Задание ▸
Перескажите отрывок в двух предложениях.

Отрывок ▸
● ● ● ● ● ● ●
Но, увы, во многих из этих домов не было регулярного заработка месяцами, а в некоторых — годами. И если прививка не делалась бесплатно, то каким образом дети могли ее получить? Для многих из этих семей такая вещь, как домашний доктор, была немыслимой, давно забытой роскошью.
— Ну вот, теперь вам все объяснено, — говорила сестра отцам и матерям. — Но вы и сами должны проявить энергию. Доктора ведь не могут ходить по домам и разыскивать детей для иммунизации.
Сестра не объясняла им, что это было бы сочтено погоней за заработком и нарушением врачебной этики, согласно которой дети должны умирать, если родители слишком бедны или невежественны, чтобы пригласить врача на дом. Однако на сей раз сестры могли рассказать родителям кое-что и о новой системе. Родители в любое время могут обратиться к ближайшему доктору, и если у них нет даже на кусок хлеба, доктор все равно позаботится о том, чтобы ребенок получил нужную прививку.
● ● ● ● ● ● ●
(Сохраненные строки)
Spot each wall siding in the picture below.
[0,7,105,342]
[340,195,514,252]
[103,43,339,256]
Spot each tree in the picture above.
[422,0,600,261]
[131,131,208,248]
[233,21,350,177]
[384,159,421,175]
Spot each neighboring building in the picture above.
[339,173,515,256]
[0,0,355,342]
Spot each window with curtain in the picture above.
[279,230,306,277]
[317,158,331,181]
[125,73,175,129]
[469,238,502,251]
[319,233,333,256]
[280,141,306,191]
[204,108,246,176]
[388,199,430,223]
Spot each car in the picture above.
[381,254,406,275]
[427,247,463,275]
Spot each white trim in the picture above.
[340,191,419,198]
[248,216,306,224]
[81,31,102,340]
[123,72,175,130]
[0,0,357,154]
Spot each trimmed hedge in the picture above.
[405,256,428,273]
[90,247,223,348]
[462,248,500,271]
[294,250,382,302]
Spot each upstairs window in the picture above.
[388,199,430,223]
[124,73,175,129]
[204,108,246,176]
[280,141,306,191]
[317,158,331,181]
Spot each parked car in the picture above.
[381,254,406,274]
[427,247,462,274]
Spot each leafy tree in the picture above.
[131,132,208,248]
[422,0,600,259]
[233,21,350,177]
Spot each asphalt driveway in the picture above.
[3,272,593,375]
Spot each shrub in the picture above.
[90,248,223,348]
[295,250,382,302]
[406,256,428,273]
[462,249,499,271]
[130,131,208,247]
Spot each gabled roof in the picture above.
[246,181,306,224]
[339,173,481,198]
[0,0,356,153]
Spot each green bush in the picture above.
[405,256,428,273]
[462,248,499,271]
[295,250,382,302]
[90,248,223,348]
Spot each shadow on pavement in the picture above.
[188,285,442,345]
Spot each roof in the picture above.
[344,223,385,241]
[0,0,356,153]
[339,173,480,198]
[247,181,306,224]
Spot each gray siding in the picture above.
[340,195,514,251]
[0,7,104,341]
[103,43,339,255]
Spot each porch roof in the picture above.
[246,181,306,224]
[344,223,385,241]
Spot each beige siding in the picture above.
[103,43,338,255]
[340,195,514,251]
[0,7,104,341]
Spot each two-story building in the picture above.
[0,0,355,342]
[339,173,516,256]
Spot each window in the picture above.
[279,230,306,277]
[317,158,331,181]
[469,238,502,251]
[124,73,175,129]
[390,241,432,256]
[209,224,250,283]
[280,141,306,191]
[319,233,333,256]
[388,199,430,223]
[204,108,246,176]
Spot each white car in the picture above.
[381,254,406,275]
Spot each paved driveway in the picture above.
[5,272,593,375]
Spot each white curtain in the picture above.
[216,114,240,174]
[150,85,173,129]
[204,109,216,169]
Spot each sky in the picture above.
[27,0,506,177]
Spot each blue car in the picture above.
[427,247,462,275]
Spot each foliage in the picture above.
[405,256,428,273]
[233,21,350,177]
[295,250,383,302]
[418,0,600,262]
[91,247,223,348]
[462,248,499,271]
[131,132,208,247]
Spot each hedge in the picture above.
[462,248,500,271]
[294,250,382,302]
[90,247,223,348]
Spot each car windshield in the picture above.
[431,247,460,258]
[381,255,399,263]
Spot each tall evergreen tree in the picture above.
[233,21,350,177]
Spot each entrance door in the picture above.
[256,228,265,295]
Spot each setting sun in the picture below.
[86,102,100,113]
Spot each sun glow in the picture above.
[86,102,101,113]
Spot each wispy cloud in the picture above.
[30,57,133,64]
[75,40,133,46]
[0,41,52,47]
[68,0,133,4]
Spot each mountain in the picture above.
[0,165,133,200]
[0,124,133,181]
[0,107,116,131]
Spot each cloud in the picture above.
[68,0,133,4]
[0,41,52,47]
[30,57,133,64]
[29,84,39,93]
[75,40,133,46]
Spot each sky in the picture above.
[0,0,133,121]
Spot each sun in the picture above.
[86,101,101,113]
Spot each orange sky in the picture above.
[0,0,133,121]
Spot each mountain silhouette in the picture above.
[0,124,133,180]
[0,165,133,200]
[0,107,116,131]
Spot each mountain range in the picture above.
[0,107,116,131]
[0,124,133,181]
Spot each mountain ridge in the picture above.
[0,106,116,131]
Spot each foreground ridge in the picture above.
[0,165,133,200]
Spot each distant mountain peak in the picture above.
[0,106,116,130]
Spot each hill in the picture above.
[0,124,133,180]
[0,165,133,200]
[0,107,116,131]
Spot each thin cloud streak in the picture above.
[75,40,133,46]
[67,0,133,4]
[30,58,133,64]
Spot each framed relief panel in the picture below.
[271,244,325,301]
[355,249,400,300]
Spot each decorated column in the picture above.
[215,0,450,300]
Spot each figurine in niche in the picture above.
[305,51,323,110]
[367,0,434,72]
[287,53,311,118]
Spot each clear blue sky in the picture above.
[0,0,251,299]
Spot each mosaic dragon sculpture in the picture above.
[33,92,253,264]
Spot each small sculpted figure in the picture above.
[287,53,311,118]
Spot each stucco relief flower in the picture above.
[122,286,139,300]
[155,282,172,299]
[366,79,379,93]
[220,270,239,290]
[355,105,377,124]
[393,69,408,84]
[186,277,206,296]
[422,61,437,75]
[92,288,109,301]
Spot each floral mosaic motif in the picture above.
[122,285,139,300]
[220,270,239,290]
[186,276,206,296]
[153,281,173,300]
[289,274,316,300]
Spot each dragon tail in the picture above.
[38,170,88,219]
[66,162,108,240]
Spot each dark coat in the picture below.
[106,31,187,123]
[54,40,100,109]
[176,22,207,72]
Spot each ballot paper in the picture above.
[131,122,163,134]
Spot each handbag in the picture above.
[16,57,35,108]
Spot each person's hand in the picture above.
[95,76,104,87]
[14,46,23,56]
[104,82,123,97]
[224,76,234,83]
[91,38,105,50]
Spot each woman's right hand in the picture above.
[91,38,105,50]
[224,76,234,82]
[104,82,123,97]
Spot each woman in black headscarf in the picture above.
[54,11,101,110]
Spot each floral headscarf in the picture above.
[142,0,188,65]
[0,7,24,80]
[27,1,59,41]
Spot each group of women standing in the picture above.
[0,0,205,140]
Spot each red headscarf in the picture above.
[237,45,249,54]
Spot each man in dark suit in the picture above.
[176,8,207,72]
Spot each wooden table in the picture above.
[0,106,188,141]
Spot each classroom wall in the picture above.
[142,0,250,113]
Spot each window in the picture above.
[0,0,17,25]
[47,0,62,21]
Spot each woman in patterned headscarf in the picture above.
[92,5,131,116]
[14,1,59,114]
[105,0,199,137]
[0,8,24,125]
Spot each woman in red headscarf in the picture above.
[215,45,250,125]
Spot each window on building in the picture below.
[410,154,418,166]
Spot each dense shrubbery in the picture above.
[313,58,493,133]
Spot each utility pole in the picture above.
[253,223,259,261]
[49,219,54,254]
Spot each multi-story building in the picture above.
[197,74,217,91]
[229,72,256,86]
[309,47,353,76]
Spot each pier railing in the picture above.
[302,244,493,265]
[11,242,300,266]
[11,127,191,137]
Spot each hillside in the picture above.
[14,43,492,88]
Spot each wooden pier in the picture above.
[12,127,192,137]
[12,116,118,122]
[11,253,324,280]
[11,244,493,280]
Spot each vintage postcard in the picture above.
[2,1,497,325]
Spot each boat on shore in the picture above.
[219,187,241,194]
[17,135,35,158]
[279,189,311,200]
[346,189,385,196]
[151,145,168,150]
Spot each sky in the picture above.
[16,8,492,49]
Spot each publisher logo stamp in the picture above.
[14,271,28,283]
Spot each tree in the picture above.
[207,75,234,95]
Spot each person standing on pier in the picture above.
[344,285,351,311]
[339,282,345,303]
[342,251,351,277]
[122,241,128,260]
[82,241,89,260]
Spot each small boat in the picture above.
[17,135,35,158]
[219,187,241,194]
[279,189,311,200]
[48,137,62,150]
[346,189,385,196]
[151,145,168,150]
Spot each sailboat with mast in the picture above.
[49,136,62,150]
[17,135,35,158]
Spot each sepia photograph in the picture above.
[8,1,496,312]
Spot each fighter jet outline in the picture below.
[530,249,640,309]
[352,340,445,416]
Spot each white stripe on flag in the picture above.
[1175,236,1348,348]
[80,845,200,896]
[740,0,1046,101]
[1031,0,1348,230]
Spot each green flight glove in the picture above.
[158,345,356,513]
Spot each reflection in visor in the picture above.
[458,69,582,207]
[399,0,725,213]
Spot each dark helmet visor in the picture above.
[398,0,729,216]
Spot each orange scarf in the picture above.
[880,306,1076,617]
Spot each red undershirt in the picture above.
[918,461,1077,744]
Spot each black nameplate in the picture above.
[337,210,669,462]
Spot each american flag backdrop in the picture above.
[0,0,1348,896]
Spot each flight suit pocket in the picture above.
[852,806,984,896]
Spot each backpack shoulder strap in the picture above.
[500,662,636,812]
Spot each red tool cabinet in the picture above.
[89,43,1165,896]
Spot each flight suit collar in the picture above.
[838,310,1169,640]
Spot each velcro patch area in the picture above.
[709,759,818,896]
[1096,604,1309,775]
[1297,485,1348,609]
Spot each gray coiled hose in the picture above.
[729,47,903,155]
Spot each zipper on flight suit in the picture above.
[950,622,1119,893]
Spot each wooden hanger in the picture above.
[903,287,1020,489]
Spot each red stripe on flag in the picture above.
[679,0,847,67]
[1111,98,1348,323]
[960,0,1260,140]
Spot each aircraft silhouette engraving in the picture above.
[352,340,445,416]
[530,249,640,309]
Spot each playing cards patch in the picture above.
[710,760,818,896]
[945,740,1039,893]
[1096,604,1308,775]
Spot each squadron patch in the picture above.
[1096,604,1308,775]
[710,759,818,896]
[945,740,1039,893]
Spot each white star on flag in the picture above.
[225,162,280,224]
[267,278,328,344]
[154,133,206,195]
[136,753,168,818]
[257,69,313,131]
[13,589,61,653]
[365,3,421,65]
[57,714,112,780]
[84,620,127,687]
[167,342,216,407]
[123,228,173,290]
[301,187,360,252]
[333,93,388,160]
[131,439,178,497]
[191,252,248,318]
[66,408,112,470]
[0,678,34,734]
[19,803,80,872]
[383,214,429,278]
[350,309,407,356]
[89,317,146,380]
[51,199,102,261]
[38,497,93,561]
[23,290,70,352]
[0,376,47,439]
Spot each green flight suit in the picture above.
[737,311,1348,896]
● ● ● ● ● ● ●
Ответ ▸
Во многих семьях месяцами, а то и годами не было регулярного заработка, поэтому без бесплатной прививки детям негде было ее получить, а домашний доктор был для них немыслимой роскошью. Сестра говорила родителям, что врачи не могут ходить по домам и разыскивать детей, так что родителям самим нужно проявить энергию, но теперь могла рассказать и о новой системе: можно в любое время обратиться к ближайшему доктору, и он позаботится о прививке, даже если у семьи нет денег и на кусок хлеба.